Deidra C. Crews, MD, ScM, FASN, MACP
Professor of Medicine, Division of Nephrology
Deputy Director, Johns Hopkins Center for Health Equity
Director, Doctoral Diversity Program
Johns Hopkins University School of Medicine
Dr. Crews is a Professor of Medicine in the Division of Nephrology at the Johns Hopkins University School of Medicine. She holds appointments with the School of Nursing, the Welch Center for Prevention, Epidemiology and Clinical Research, the Center on Aging and Health, and the Center for Health Equity, where she is Deputy Director. Her research focuses on addressing disparities in the care and outcomes of kidney disease and hypertension. An elected member of the American Society for Clinical Investigation, Dr. Crews has received numerous awards for her research contributions, including the 2018 Johns Hopkins University President’s Frontier Award–a $250,000 award granted annually to a single faculty scholar on the cusp of transforming their field. She is a former National Academy of Medicine (NAM) Emerging Leader Scholar and was the inaugural Gilbert S. Omenn Anniversary Fellow of the NAM. Dr. Crews has previously received the W. Lester Henry Award for Diversity and Access to Care from the American College of Physicians (ACP) and is a Master of the ACP. The American Society of Nephrology (ASN) has previously honored Dr. Crews with its Distinguished Leader Award, and she was recently elected as an Executive Councilor of the ASN.
Dr. Crews received her undergraduate degree from the University of Virginia and her medical degree from Saint Louis University. A graduate of the Osler Medical Training Program, she completed nephrology fellowship and a master’s in clinical epidemiology degree at Johns Hopkins.
Josef Coresh, MD, PhD
G.W. Comstock Professor of Epidemiology, Biostatistics & Medicine, Johns Hopkins University
Director, George W. Comstock Center for Public Health Research & Prevention
Director, Cardiovascular Epidemiology Training Program
Dr. Josef Coresh is an international expert in kidney and cardiovascular disease epidemiology. He is the George W. Comstock Professor of Epidemiology, Biostatistics, and Medicine at Johns Hopkins University.
Dr. Coresh helped develop the globally adopted chronic kidney disease definition, staging, and estimated kidney function equations. He is a co-author on the 2021 update by the CKD-EPI collaboration which removed race from the GFR estimation equation. He co-leads the CKD Prognosis Consortium (CKD-PC) whose results based on over 80 cohorts and >10 million participants from 40+ countries have informed clinical practice guidelines, FDA, and EMA policies. Their risk equations can be found at ckdpcrisk.org.

◆ **Raw data**
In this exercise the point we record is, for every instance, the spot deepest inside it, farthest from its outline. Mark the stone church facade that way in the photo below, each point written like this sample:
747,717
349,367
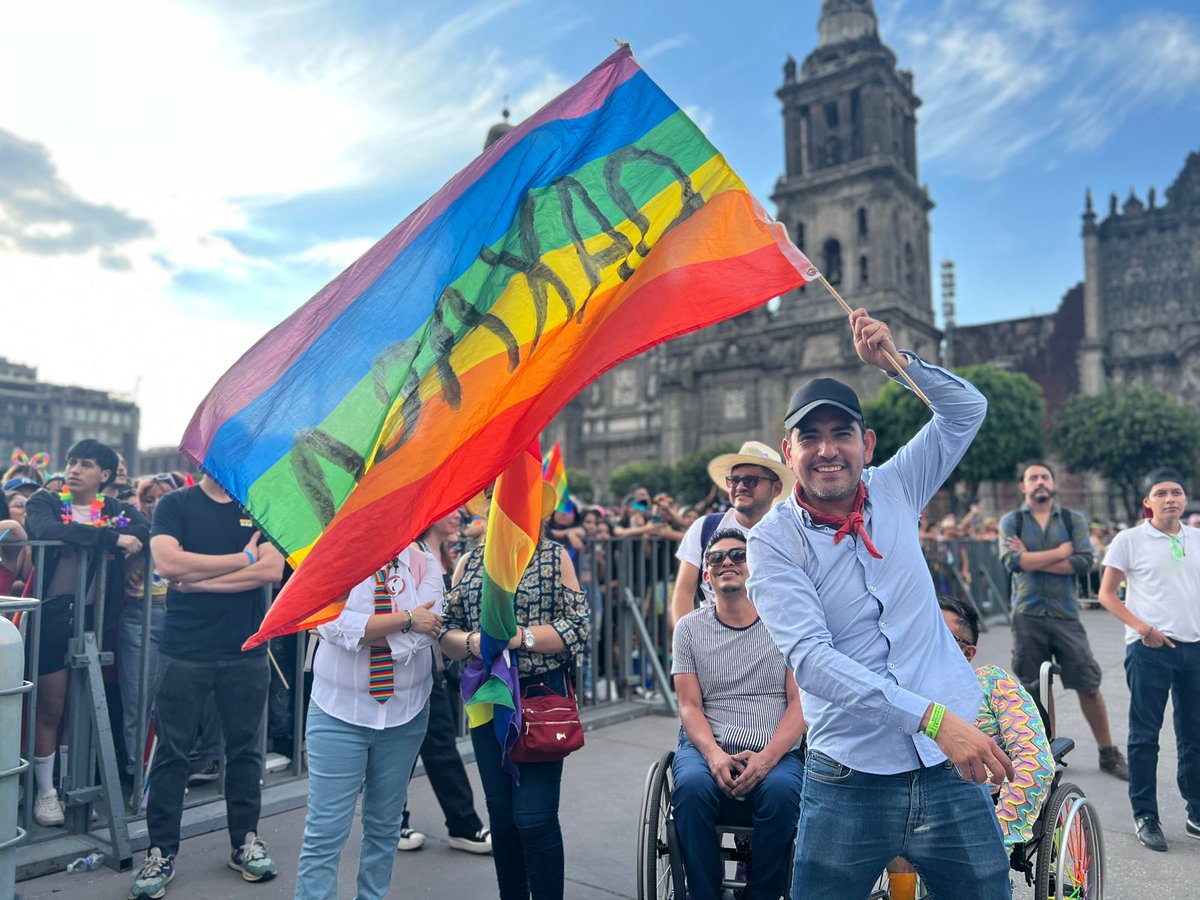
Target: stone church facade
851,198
==
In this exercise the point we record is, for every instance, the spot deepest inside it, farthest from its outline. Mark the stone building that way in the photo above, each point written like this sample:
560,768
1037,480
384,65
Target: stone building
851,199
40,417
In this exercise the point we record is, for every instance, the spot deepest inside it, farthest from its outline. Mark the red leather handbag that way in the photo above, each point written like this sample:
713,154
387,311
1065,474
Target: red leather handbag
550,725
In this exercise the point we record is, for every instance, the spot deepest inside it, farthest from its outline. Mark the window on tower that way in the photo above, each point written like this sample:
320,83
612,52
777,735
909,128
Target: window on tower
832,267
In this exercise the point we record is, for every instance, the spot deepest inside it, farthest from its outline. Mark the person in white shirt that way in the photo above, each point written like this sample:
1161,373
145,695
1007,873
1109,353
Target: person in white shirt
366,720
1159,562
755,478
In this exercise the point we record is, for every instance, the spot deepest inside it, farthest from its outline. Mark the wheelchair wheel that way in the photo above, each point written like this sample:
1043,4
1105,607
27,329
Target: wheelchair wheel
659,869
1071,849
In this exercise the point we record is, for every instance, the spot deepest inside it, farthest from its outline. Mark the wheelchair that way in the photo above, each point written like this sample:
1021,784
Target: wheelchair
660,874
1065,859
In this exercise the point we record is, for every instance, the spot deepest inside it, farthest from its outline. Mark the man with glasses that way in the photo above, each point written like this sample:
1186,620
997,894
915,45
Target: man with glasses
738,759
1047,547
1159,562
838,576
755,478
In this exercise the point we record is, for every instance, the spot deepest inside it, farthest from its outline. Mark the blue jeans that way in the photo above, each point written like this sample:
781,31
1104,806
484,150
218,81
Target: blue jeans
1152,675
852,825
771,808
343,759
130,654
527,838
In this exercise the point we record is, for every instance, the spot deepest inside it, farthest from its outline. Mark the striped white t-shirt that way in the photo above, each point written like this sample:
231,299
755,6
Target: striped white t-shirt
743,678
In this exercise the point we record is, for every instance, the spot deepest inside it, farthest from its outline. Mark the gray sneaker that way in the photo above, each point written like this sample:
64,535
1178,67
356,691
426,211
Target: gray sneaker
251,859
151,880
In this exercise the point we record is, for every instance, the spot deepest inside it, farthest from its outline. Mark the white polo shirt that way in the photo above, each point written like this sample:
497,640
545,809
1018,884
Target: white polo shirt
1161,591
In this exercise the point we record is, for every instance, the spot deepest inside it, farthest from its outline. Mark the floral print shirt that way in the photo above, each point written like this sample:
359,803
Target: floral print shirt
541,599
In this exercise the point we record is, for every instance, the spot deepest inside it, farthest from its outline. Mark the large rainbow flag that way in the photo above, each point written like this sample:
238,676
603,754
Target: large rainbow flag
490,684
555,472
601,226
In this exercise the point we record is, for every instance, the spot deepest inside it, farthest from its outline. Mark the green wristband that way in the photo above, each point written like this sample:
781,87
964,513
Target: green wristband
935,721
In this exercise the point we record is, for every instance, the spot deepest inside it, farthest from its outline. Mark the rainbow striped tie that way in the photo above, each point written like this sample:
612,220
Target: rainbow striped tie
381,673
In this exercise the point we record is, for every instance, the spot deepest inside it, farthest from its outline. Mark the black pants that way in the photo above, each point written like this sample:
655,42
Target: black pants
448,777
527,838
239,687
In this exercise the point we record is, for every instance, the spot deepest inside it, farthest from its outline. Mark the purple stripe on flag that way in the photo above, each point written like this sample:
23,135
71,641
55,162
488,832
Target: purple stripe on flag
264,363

◆ **Assigned task 1**
List the units of Johns Hopkins, other than the Division of Nephrology, that the faculty profiles say Dr. Crews holds appointments with.
◆ **Assigned task 2**
Continue the faculty profiles, picking up after the final sentence about Dr. Coresh's work.
The items above come from a separate source and are not part of the faculty profiles.

◆ **Output 1**
The School of Nursing; the Welch Center for Prevention, Epidemiology and Clinical Research; the Center on Aging and Health; the Center for Health Equity

◆ **Output 2**
Dr. Coresh co-authored over eight hundred research articles cited over 100,000 times. He received the top scientific and patient impact awards of the US National Kidney Foundation (Eknoyan and Hume awards) and the American Society of Nephrology (Belding Scribner award). His devotion to mentorship was recognized by awards from Johns Hopkins University and the American Heart Association.
Dr. Coresh is an international expert in kidney and cardiovascular disease epidemiology having co-authored over eight hundred research articles cited over 100,000 times. Each year since 2014 he was recognized as being among the top 1% of researchers in Clinical Medicine globally (by article citations). Among other awards, he received the top scientific and patient impact awards of the United States National Kidney Foundation (NKF Eknoyan and Hume awards) and American Society of Nephrology (ASN Scribner award).
Dr. Coresh was born in Israel and moved to Chicago when he was thirteen. Joe has a bachelor’s in mathematics from Princeton University followed by a combined M.D. and Ph.D. degree in epidemiology as well as a Masters in biostatistics from Johns Hopkins University. He stayed at Johns Hopkins where he directs the Cardiovascular Epidemiology Training Program and the George W. Comstock Center for Public Health Research and Prevention. His research portfolio is diverse following the blood vessels from the heart to the kidney and the brain with grants of over $5M/year focused on big data and molecular studies. His research spans a range of prospective and biomarker studies as well as a clinical trial for correction of hearing loss to delay cognitive decline. He leads the ARIC study at Johns Hopkins – a cohort of 16,000 participants followed since 1988. ARIC data are widely used and the publications committee he chairs approves proposals leading to over 150 peer-reviewed publications annually.